──────── Supplied records ────────

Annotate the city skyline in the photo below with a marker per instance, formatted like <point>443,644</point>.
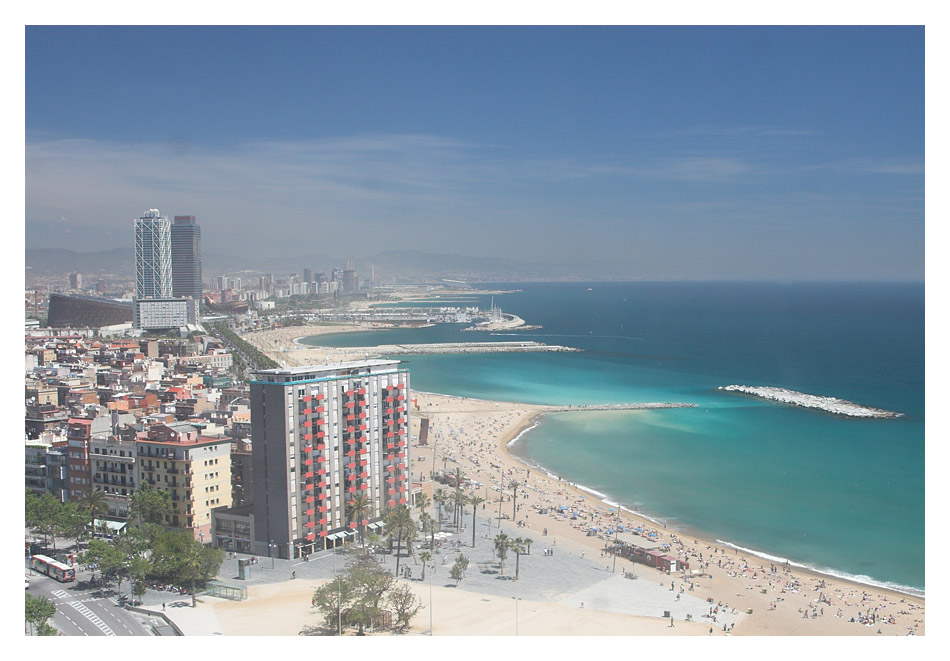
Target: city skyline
<point>699,153</point>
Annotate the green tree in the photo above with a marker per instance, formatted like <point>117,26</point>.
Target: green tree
<point>149,505</point>
<point>475,501</point>
<point>502,544</point>
<point>370,583</point>
<point>38,610</point>
<point>330,600</point>
<point>404,604</point>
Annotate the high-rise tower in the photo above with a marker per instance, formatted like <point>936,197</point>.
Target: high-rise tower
<point>322,436</point>
<point>153,256</point>
<point>186,257</point>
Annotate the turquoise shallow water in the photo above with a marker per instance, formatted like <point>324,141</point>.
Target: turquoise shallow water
<point>839,494</point>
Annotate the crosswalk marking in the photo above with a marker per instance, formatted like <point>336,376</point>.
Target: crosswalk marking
<point>92,617</point>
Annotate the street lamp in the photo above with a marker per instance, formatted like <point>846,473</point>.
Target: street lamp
<point>432,569</point>
<point>517,599</point>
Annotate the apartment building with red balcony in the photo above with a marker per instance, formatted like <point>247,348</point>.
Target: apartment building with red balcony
<point>322,435</point>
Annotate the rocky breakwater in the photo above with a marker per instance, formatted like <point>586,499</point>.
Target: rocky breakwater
<point>467,347</point>
<point>828,404</point>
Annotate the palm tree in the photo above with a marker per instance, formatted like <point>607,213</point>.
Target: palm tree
<point>475,501</point>
<point>398,521</point>
<point>192,562</point>
<point>461,500</point>
<point>425,556</point>
<point>93,502</point>
<point>514,503</point>
<point>423,501</point>
<point>502,544</point>
<point>518,545</point>
<point>359,507</point>
<point>440,496</point>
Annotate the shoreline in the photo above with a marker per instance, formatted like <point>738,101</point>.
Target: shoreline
<point>693,531</point>
<point>496,426</point>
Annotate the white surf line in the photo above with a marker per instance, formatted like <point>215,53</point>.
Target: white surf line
<point>92,617</point>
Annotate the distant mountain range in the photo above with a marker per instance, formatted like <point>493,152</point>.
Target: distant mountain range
<point>389,266</point>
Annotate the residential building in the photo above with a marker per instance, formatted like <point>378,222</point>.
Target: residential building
<point>321,435</point>
<point>112,466</point>
<point>194,470</point>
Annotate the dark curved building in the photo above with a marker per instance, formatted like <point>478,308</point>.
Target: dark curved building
<point>87,311</point>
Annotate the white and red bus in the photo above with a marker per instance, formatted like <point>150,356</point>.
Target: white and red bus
<point>53,568</point>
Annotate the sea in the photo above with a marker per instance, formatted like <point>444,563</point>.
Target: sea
<point>840,495</point>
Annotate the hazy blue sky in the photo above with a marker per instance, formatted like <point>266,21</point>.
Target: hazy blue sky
<point>660,152</point>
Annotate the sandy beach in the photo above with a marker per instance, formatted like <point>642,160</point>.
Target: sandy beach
<point>761,598</point>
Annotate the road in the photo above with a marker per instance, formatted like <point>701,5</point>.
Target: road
<point>80,612</point>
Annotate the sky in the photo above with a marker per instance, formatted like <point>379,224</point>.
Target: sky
<point>654,152</point>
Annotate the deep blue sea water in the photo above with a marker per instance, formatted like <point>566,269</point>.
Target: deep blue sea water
<point>838,494</point>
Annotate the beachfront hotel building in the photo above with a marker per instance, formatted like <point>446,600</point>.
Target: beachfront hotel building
<point>320,436</point>
<point>153,256</point>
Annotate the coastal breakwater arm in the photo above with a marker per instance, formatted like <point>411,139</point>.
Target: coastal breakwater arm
<point>828,404</point>
<point>622,407</point>
<point>465,347</point>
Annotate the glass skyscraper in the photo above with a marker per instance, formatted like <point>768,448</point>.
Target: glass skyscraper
<point>153,256</point>
<point>186,258</point>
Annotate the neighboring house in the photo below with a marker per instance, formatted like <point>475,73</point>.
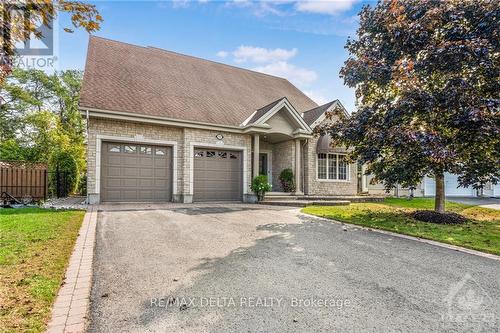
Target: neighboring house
<point>169,127</point>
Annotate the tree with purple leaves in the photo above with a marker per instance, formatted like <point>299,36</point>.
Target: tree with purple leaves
<point>426,75</point>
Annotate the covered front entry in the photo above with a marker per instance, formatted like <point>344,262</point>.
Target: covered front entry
<point>136,172</point>
<point>218,175</point>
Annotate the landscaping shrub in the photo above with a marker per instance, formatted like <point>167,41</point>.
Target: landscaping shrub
<point>260,186</point>
<point>438,218</point>
<point>286,179</point>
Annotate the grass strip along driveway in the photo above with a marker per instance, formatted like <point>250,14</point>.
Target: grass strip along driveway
<point>481,232</point>
<point>35,246</point>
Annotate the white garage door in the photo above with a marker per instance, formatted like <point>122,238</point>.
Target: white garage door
<point>450,186</point>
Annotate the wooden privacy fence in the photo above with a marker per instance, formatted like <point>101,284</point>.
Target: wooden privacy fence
<point>23,181</point>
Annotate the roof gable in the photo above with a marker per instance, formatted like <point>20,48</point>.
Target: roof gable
<point>153,82</point>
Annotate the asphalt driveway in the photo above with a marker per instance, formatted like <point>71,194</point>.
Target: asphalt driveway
<point>248,268</point>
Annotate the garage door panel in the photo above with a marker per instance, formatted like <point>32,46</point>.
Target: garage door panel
<point>217,175</point>
<point>131,172</point>
<point>146,161</point>
<point>146,172</point>
<point>161,173</point>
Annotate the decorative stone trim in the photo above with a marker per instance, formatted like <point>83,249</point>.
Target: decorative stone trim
<point>70,309</point>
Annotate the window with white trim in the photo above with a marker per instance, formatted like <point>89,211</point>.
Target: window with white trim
<point>332,167</point>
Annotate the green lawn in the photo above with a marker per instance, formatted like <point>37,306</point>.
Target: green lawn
<point>481,232</point>
<point>35,245</point>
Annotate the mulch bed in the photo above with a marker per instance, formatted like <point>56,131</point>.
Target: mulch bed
<point>438,218</point>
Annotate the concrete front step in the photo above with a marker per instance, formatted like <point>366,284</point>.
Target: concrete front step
<point>360,198</point>
<point>305,203</point>
<point>280,197</point>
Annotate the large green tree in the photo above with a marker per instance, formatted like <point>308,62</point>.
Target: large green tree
<point>426,74</point>
<point>40,117</point>
<point>15,28</point>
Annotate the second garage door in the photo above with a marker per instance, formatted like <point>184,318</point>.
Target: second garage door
<point>135,172</point>
<point>217,175</point>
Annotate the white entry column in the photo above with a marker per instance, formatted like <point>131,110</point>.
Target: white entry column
<point>298,155</point>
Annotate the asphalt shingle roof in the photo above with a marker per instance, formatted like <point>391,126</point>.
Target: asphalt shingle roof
<point>155,82</point>
<point>312,115</point>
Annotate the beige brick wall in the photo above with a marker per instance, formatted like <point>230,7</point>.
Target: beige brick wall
<point>283,155</point>
<point>313,186</point>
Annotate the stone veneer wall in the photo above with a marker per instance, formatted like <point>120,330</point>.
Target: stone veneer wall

────────

Turn all of the material above into a JSON list of strings, one string per line, skipping any blank lines. Leave the pictures out.

_Output of the exercise_
[
  "Annotate the city skyline in the photo below with a marker per instance, formatted like <point>443,644</point>.",
  "Target: city skyline",
  "<point>699,153</point>",
  "Annotate the green tree in the photo above with a marker per instance, formatted like <point>117,26</point>.",
  "Target: green tree",
  "<point>149,505</point>",
  "<point>475,501</point>",
  "<point>502,544</point>",
  "<point>370,583</point>",
  "<point>38,610</point>",
  "<point>330,600</point>",
  "<point>404,604</point>",
  "Annotate the high-rise tower in the photo above with a marker per instance, formatted like <point>936,197</point>.",
  "Target: high-rise tower",
  "<point>322,436</point>",
  "<point>153,256</point>",
  "<point>186,257</point>",
  "Annotate the turquoise shallow water in the photo above with a marker per instance, formatted like <point>324,141</point>.",
  "Target: turquoise shallow water",
  "<point>839,494</point>",
  "Annotate the crosswalk marking in the photo above with a marker per instance, formatted like <point>336,376</point>.",
  "Target: crosswalk marking",
  "<point>92,617</point>",
  "Annotate the street lamp in the photo above with a marker per instance, formatted like <point>846,473</point>.",
  "Target: street lamp",
  "<point>432,569</point>",
  "<point>517,599</point>",
  "Annotate the apartment building with red balcony in the photo above with a marker per instance, formatted like <point>247,348</point>.",
  "Target: apartment building with red balcony",
  "<point>322,435</point>",
  "Annotate the rocky breakwater in the photo above with a marker per instance, formatted like <point>586,499</point>.",
  "Target: rocky breakwater",
  "<point>467,347</point>",
  "<point>828,404</point>",
  "Annotate the palm tree in the photo above with a marker per instance, formatted like <point>607,213</point>.",
  "Target: palm tree",
  "<point>475,501</point>",
  "<point>398,521</point>",
  "<point>192,562</point>",
  "<point>461,500</point>",
  "<point>425,556</point>",
  "<point>93,502</point>",
  "<point>514,503</point>",
  "<point>423,501</point>",
  "<point>502,544</point>",
  "<point>518,545</point>",
  "<point>359,507</point>",
  "<point>440,496</point>",
  "Annotate the shoreline in the photo above with a marker per instance, formatted like <point>738,101</point>.",
  "Target: shoreline",
  "<point>693,531</point>",
  "<point>496,426</point>",
  "Annotate the white surf line in the photo above with a marker per instance, formatted like <point>215,53</point>.",
  "Target: white surf line",
  "<point>92,617</point>",
  "Annotate the distant mountain range in the photo above with a marker per instance, formatted like <point>493,152</point>.",
  "Target: distant mountain range",
  "<point>389,266</point>",
  "Annotate the residential building in the photo above with a marker per instance, formatted like <point>378,222</point>.",
  "Target: residential building",
  "<point>321,435</point>",
  "<point>112,466</point>",
  "<point>194,470</point>",
  "Annotate the dark curved building in the photo above with a marker per instance, formatted like <point>478,308</point>.",
  "Target: dark curved building",
  "<point>87,311</point>",
  "Annotate the white and red bus in the photo above with a marker per instance, formatted like <point>150,356</point>.",
  "Target: white and red bus",
  "<point>53,568</point>",
  "Annotate the sea in the photo above with a marker per instance, formatted like <point>444,563</point>.",
  "Target: sea",
  "<point>840,495</point>",
  "Annotate the hazy blue sky in the photo above with a marker per instance, formatted like <point>266,21</point>.",
  "Target: hazy blue sky",
  "<point>660,152</point>",
  "Annotate the sandy beach in the photo above with a marker per instance, formatted like <point>642,160</point>.",
  "Target: sandy beach",
  "<point>761,598</point>",
  "Annotate the road in the photo above with a marker per instance, formatted like <point>701,5</point>.",
  "Target: road",
  "<point>80,612</point>",
  "Annotate the sky in the photo above with a marker per instance, formatted like <point>379,224</point>.",
  "Target: sky",
  "<point>654,152</point>",
  "Annotate the deep blue sea water in the photo above with a marker per instance, formatted like <point>566,269</point>.",
  "Target: deep blue sea water",
  "<point>838,494</point>",
  "Annotate the beachfront hotel building in the photo above with a marker per instance, formatted like <point>446,600</point>.",
  "Target: beachfront hotel building",
  "<point>320,436</point>",
  "<point>153,256</point>",
  "Annotate the coastal breakwater arm in the photo above with a marker per instance, formatted like <point>411,139</point>.",
  "Target: coastal breakwater arm",
  "<point>828,404</point>",
  "<point>622,407</point>",
  "<point>465,347</point>",
  "Annotate the glass skyscraper in the photo above with a marker per instance, formatted like <point>768,448</point>.",
  "Target: glass skyscraper",
  "<point>153,256</point>",
  "<point>186,258</point>",
  "Annotate the neighboring house in the photo below with a marker per instance, formatted like <point>475,73</point>.",
  "Target: neighboring house",
  "<point>169,127</point>",
  "Annotate the tree with purple leaves in the photo above with a marker per instance, formatted like <point>299,36</point>.",
  "Target: tree with purple leaves",
  "<point>426,75</point>",
  "Annotate the covered front entry in the photo above with a marker per instance, formatted like <point>344,262</point>.",
  "Target: covered front entry",
  "<point>136,172</point>",
  "<point>218,175</point>",
  "Annotate the landscaping shrub in the photo above with a marker per instance, formatted like <point>167,41</point>.",
  "Target: landscaping shrub",
  "<point>260,186</point>",
  "<point>438,218</point>",
  "<point>286,179</point>",
  "Annotate the grass strip along driveway in the photo above with a marker per instance, formatted like <point>250,14</point>.",
  "Target: grass strip along driveway",
  "<point>481,232</point>",
  "<point>35,246</point>",
  "Annotate the white garage door in the photo above with a marker per instance, formatted like <point>122,238</point>.",
  "Target: white garage door",
  "<point>450,186</point>",
  "Annotate the wooden privacy fence in the photo above with a marker per instance, formatted like <point>101,284</point>.",
  "Target: wooden privacy fence",
  "<point>23,181</point>",
  "Annotate the roof gable in the photo above with a marker per instance, formatted like <point>20,48</point>.",
  "Target: roof gable",
  "<point>153,82</point>",
  "Annotate the asphalt driveway in the photo above with a marker per instance, formatted like <point>71,194</point>.",
  "Target: asphalt driveway",
  "<point>248,268</point>",
  "Annotate the garage door panel in the photo above with a marker per instance, formatted like <point>32,46</point>.",
  "Target: garage door panel",
  "<point>217,175</point>",
  "<point>131,172</point>",
  "<point>146,161</point>",
  "<point>146,172</point>",
  "<point>161,173</point>",
  "Annotate the decorative stone trim in the photo above with a marker per instance, formatted like <point>83,249</point>.",
  "Target: decorative stone trim",
  "<point>70,309</point>",
  "Annotate the window with white trim in the photo above with a marker per instance, formatted like <point>89,211</point>.",
  "Target: window with white trim",
  "<point>332,167</point>",
  "Annotate the green lawn in the photo above with a marker per instance, formatted like <point>37,306</point>.",
  "Target: green lawn",
  "<point>481,232</point>",
  "<point>35,245</point>",
  "Annotate the mulch bed in the photo above with a marker per instance, formatted like <point>56,131</point>.",
  "Target: mulch bed",
  "<point>438,218</point>",
  "Annotate the concrete front step in the photo above with a marker per instance, formatted like <point>366,284</point>.",
  "Target: concrete front step",
  "<point>360,198</point>",
  "<point>305,203</point>",
  "<point>280,197</point>",
  "Annotate the large green tree in the photo above with a marker per instance, formatted like <point>308,62</point>.",
  "Target: large green tree",
  "<point>426,74</point>",
  "<point>40,117</point>",
  "<point>15,28</point>",
  "Annotate the second garage door in the photo above with a marker per instance, formatted like <point>184,318</point>.",
  "Target: second garage door",
  "<point>135,172</point>",
  "<point>217,175</point>",
  "Annotate the white entry column in the photo above with a marker per instance, formatted like <point>131,110</point>.",
  "Target: white entry column",
  "<point>298,155</point>",
  "Annotate the asphalt shingle roof in the photo above with a marker per instance, formatted like <point>391,126</point>.",
  "Target: asphalt shingle roof",
  "<point>155,82</point>",
  "<point>312,115</point>",
  "Annotate the beige brick wall in the photo above with a marker per instance, formatted like <point>230,7</point>.",
  "Target: beige brick wall",
  "<point>283,155</point>",
  "<point>313,186</point>",
  "Annotate the stone veneer wall in the photo above with a marker per instance, formatted like <point>120,330</point>.",
  "Target: stone veneer wall"
]